-------- 本文 --------

降りしきる雪の中、道路沿いの除雪に追われる人=22日午前9時50分、朝日町月山

  ●除雪中けが、交通乱れる

 22日の富山県内は、強い冬型の気圧配置が続き、今季一番の寒気が流れ込んで、平地を中心に広い範囲で雪が降り続いた。氷見市では午後6時までの24時間降雪量が42センチとなり、1989年の統計開始以来、12月としては最大だった。県内では同市で除雪中に1人がけがを負い、車のスリップ事故が多発するなど交通も乱れた。気象庁は県内全15市町村に大雪警報を出し、交通障害や農業施設などへの被害に警戒を呼びかけた。

 気象庁は、大規模な交通障害に警戒を呼びかける「顕著な大雪に関する気象情報」を富山、石川、福井3県で発表した。

 22日午後6時現在の積雪の深さは、朝日町46センチ、砺波市40センチ、富山市中心部と氷見市33センチ、高岡市伏木30センチ。最低気温は上市町氷点下6・2度、朝日町同3・8度など、全10観測地点で0度未満の冬日で、今季最低を更新した。

 午前8時15分ごろ、氷見市朝日丘のケアハウス万葉の杜で同施設職員の同市北大町、狩野清昌さん(53)が小型除雪機の吸い込み口に右手を挟まれ、高岡市の厚生連高岡病院に運ばれ、人さし指の骨折、中指の腱(けん)断裂などの重傷を負った。

 富山県内は22日、大雪の影響で交通網が混乱し、除雪中の事故や車のスリップで負傷者が相次いだ。

 富山地方鉄道の市内電車は終日、環状線の運行を取りやめ、富山港線を富山駅折り返し運転とした。全線で5~20分ほど遅れ、一部の列車が運休となった。

  ●あいの風31本運休

 新潟県上越市のえちごトキめき鉄道直江津駅の架線故障の影響で、あいの風とやま鉄道は泊―直江津間の上下線31本を運休した。金沢―泊駅間では複数の列車にパンタグラフへの着雪が確認され、上下線の13本に最大1時間の遅れが生じ、約3千人に影響した。

 北陸自動車道上り線の小矢部―金沢森本インターチェンジ(IC)間は降雪のため、午後1時ごろから約3時間通行止めとなった。北陸自動車道の高岡、流杉、入善と東海北陸自動車道の城端の各スマートICが雪の影響で閉鎖した。中日本高速金沢支社は午後6時4分ごろから約6分、入善スマートICの出入り口封鎖を行う際、道路情報板に誤って、通行止めではない朝日―黒部間が通行止めと表示した。

 富山県警交通企画課によると、22日午後4時までの24時間にスリップ事故113件が発生した。富山市内でスリップした車が別の車に追突し1人が負傷した。軽傷とみられる。

 滑川市の北陸自動車道上り線で午後7時半ごろ、トラック2台と乗用車1台の絡む交通事故が発生した。

  ●富山空港3便欠航

 富山空港発着便は羽田発、羽田行き、札幌行きの3便が欠航した。高速バスは富山地方鉄道が新潟線全便、名古屋線15便を運休するなど大きく乱れた。

 北陸電力送配電によると、富山、石川、福井各県で停電が相次ぎ、同社は警戒態勢本部を設置した。富山県内では氷見、小矢部市で10戸未満が停電した。

 気象庁は午前11時33分、県内全域に竜巻注意情報を出した。富山地方気象台によると、23日も冬型の気圧配置が続き、同日午後6時までに予想される24時間降雪量は、いずれも多い所で、平地40センチ、山間部50センチ。

-------- 用意した資料 --------

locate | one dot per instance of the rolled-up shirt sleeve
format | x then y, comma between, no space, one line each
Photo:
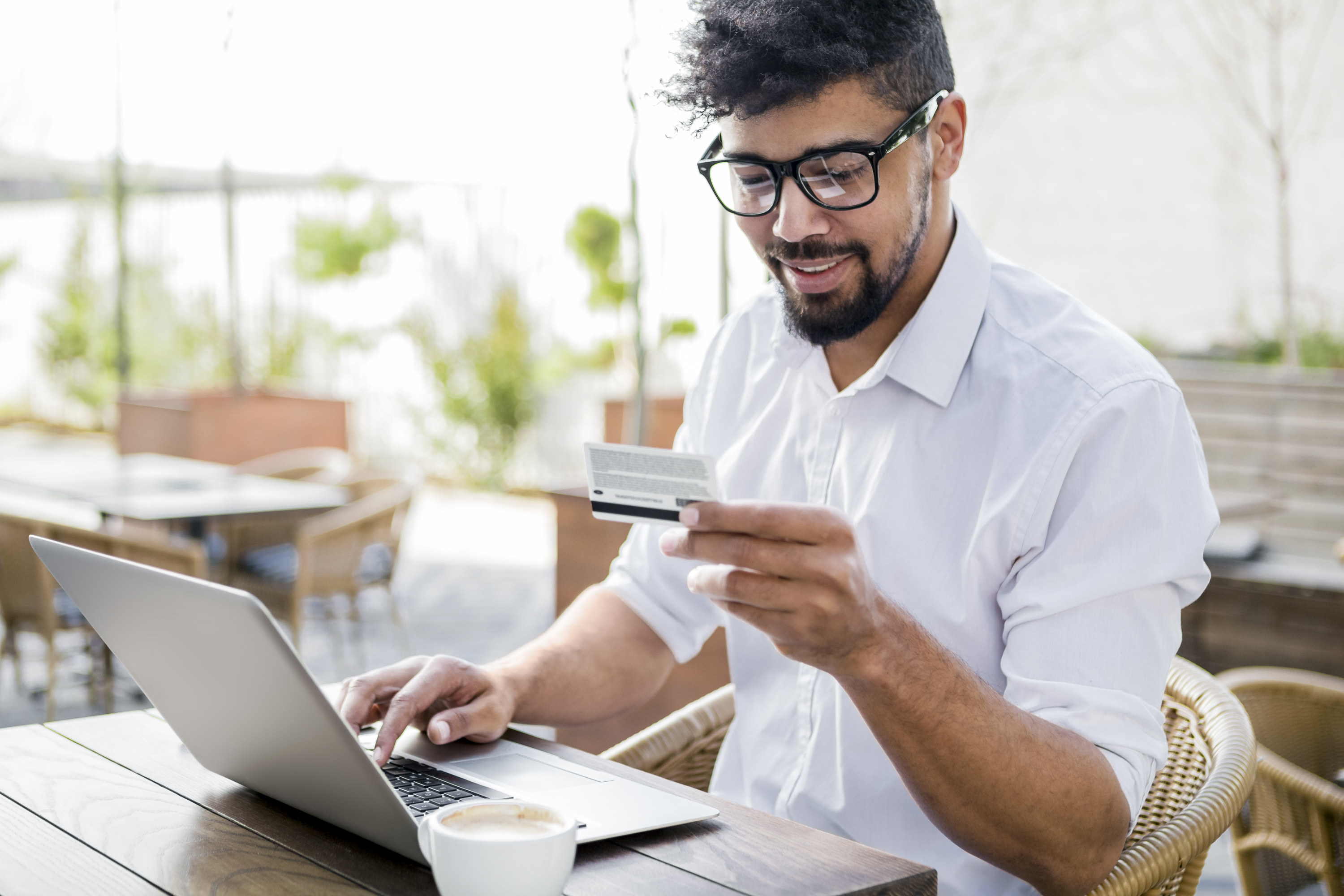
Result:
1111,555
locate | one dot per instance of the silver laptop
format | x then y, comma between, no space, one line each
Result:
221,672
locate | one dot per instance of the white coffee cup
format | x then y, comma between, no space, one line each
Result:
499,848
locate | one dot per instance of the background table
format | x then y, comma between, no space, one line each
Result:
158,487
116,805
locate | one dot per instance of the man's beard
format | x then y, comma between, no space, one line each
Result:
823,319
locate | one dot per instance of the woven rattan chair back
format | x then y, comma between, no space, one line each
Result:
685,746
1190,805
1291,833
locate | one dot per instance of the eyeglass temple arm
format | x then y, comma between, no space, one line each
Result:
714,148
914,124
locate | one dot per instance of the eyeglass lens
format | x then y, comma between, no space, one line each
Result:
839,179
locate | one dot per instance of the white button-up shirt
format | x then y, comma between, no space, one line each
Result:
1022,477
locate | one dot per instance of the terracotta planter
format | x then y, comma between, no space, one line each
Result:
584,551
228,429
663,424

--------
-------- 用意した資料 --------

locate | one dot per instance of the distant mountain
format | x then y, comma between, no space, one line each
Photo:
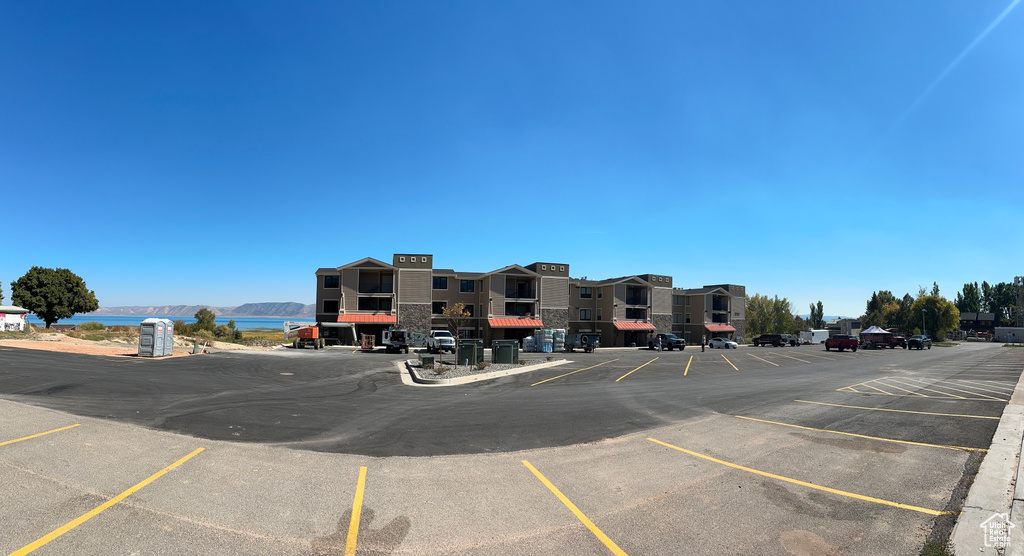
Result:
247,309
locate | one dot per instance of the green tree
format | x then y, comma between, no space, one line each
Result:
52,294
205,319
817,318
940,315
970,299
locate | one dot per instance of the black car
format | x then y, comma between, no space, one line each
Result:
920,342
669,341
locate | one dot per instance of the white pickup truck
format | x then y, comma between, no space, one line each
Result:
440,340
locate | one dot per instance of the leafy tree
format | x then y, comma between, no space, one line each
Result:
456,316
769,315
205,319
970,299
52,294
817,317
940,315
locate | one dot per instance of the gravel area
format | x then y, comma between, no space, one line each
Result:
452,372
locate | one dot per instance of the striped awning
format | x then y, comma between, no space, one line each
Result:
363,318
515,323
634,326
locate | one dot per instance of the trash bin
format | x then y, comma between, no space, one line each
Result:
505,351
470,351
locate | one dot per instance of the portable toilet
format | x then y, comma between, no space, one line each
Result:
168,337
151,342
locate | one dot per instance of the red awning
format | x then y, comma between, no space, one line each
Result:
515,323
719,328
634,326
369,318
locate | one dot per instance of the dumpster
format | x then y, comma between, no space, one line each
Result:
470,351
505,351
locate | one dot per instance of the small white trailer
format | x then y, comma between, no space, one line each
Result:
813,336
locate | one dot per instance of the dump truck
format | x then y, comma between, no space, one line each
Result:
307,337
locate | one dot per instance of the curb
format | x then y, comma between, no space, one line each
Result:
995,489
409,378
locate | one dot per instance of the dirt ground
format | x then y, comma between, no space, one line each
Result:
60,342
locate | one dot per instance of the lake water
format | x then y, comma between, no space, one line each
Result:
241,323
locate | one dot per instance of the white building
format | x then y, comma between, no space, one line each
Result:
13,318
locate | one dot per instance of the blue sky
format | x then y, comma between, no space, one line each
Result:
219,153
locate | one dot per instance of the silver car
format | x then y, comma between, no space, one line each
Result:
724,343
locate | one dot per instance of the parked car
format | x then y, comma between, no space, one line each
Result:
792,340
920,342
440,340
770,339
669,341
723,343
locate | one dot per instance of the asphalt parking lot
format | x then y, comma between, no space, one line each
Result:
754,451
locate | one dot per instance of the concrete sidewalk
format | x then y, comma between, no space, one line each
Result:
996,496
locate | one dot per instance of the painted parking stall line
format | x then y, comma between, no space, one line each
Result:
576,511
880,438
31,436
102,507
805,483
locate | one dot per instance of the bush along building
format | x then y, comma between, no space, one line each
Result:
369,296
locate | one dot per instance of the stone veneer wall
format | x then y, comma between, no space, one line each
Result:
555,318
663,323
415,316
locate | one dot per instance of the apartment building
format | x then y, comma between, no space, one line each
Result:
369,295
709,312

--------
-------- 用意した資料 --------

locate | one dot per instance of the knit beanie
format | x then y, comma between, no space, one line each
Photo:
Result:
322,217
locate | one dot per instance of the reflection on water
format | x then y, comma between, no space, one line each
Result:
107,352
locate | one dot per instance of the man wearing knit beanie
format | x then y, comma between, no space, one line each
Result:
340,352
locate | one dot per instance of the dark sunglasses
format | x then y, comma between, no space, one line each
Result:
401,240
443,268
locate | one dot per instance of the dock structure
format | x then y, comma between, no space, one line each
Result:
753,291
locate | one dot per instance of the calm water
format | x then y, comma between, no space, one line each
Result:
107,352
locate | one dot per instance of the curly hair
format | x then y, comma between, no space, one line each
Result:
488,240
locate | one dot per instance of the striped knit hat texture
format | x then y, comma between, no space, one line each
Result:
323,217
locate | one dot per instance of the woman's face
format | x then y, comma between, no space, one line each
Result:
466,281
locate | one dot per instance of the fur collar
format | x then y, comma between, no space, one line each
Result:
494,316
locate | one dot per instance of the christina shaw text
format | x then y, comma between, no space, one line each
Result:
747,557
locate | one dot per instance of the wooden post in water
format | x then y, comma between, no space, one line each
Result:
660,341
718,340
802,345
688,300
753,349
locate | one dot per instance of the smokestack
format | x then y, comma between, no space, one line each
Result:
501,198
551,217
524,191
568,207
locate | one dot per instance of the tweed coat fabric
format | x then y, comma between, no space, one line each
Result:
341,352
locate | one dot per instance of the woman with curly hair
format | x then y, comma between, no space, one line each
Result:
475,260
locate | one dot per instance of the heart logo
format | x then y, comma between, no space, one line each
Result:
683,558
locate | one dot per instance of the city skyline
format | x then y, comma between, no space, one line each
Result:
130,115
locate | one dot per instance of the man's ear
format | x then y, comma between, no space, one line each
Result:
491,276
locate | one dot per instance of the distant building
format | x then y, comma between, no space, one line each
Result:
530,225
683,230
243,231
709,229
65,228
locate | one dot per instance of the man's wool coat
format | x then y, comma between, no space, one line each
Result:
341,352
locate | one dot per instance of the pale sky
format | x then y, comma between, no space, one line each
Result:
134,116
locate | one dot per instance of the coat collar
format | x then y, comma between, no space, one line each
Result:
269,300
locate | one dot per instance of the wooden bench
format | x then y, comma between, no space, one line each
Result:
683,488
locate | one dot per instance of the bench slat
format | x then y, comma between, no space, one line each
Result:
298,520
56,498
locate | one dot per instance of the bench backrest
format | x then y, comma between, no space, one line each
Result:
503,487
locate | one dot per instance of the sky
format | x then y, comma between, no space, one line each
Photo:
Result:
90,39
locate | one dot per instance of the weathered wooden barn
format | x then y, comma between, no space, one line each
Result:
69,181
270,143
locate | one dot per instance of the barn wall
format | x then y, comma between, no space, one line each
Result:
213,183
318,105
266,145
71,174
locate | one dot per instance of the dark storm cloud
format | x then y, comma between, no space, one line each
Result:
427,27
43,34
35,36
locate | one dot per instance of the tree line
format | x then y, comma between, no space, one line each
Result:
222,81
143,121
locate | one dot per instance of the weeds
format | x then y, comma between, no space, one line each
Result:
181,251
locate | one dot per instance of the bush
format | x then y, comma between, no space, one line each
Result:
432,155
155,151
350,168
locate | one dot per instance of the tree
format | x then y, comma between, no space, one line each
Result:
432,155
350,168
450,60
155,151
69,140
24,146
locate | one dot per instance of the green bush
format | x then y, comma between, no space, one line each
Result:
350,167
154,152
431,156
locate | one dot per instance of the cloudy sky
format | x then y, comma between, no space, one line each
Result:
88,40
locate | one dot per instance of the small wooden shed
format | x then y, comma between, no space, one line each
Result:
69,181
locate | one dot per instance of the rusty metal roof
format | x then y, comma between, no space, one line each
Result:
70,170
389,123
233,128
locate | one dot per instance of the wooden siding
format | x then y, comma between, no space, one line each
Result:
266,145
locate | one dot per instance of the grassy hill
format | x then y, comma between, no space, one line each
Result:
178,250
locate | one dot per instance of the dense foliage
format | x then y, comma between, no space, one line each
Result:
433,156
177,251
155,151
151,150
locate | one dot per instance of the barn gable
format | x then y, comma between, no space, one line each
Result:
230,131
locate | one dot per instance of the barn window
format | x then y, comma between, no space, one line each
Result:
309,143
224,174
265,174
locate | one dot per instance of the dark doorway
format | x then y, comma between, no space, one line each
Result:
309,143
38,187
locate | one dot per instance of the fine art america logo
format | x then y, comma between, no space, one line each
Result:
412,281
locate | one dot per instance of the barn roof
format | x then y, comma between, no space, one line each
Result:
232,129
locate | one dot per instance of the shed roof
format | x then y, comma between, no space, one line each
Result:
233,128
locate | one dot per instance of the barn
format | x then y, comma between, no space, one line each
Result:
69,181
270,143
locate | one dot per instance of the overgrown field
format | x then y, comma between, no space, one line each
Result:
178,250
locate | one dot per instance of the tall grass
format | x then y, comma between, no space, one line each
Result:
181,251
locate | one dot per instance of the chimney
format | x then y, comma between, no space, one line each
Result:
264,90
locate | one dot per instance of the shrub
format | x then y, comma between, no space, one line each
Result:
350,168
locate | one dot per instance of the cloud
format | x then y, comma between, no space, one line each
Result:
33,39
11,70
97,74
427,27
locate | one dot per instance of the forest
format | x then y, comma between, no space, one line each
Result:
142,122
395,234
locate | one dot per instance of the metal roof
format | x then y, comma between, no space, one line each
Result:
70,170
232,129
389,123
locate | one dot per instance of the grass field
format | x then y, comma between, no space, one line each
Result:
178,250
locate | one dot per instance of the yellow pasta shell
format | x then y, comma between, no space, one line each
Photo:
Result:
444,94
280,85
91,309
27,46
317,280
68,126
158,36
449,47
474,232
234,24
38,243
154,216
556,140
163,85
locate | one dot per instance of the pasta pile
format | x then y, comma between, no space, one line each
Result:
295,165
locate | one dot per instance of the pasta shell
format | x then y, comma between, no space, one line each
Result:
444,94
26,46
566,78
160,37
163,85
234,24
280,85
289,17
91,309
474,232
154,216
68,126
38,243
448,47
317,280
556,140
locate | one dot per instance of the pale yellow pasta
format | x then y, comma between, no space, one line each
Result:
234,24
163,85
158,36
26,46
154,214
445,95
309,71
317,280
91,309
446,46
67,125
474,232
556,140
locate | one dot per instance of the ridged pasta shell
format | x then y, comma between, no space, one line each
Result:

--------

• _やり方_
本文の「気象庁は、大規模な交通障害に」から「スリップで負傷者が相次いだ。」までを全部、一字も変えずに打ち直してください。 資料は使わなくてもかまいません。

• _答え_
気象庁は、大規模な交通障害に警戒を呼びかける「顕著な大雪に関する気象情報」を富山、石川、福井3県で発表した。

 22日午後6時現在の積雪の深さは、朝日町46センチ、砺波市40センチ、富山市中心部と氷見市33センチ、高岡市伏木30センチ。最低気温は上市町氷点下6・2度、朝日町同3・8度など、全10観測地点で0度未満の冬日で、今季最低を更新した。

 午前8時15分ごろ、氷見市朝日丘のケアハウス万葉の杜で同施設職員の同市北大町、狩野清昌さん(53)が小型除雪機の吸い込み口に右手を挟まれ、高岡市の厚生連高岡病院に運ばれ、人さし指の骨折、中指の腱(けん)断裂などの重傷を負った。

 富山県内は22日、大雪の影響で交通網が混乱し、除雪中の事故や車のスリップで負傷者が相次いだ。